◆ **TEXT**
◇ ◇ ◇ ◇ ◇

The education that computer employees got, however, had a major impact. If we couldn't build expert systems, we could at least use rule-based technology to capture business policies and decision-making rules. Similarly, ex-expert systems developers revolutionized game playing programs, developed data mining and analytics applications that could analyze vast amounts of data and find patterns in data that humans couldn't detect.

So we arrive at 2016, and the third round of AI, which IBM terms Cognitive Computing. In one sense we are using a lot of technology that was initially created in the Eighties, but supplemented by much that has been improved since them. And everything is now being done of computers that are many generations faster and more powerful than anything available in the Eighties. Natural language problems have been solved. Watson played Jeopardy against experts and beat them in human time. Rule-based systems have been supplanted by deep neural network systems that are able to learn and improve as they gain experience. Deep Blue beat a human chess champion using rules and brute force processing. Recently, Google's AlphaGo beat the European Go champion in 5 of 5 games. (Go is a much more difficult task than chess.) They key, however, is that AlphaGo didn't need to do brute force searches of hundreds of possible future moves to decide which move to make. More important, AlphaGo was created to be a Go playing systems. It was developed to be a learning systems, and then it was taught to play go. Then turned loose to play itself until it has become a world class player.

AI is only a part of the digital transformation. At base, there are incredibly fast computer chips and databases capable of storing vast amounts of data. There is the Internet that connects everything, and, increasingly, the cloud that provides massive data storage and processing to anyone, anywhere, via a PC, pad or phone access device.

◇ ◇ ◇ ◇ ◇

◆ **SOURCE DATA**
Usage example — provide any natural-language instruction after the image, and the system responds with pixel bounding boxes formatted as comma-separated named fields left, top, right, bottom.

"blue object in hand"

◇ ◇ ◇ ◇ ◇

◆ **PARTS OF THE EXERCISE**
[1] In the passage on artificial intelligence, what name does IBM give to the third round of AI?
[2] Please carry on the passage on artificial intelligence past its last sentence.
The data were taken from a separate source.

◆ **ANSWERS BY ITEM NUMBER**
[1] Cognitive Computing.

[2]
There are still jobs that only people can do, but they are becoming fewer and fewer. Now that customers are armed with their own computers, and natural language systems can perform quickly and effectively, the parts of a business process that can't be automated are precious few.

The challenge facing organizations, today, isn't what to automate, but what to automate first – and to what degree to push the automation.

The current digital transformation is ultimately a business process transformation. We are capable of changing all aspects of our businesses. The dreams that Michael Hammer shared in Reengineering the Corporation – when he urged CEO's to obliterate their current business process “cow paths” and replace them with “super highways” are pale things compared to what we can do today.

Any CEO should assume that he or she could significantly improve half the business processes in his or her organization. The challenge is deciding which changes will provide the largest return, and which will respond best to the changing environment in which the organization will be operating in when the changes are complete.

The digital transition is usually described as technology. Technology is great, but it doesn't make money, as such. Implementations of technology that provide value to customers – what we call business processes – are what make money. Opportunities are everywhere. The challenge is to determine which to seize.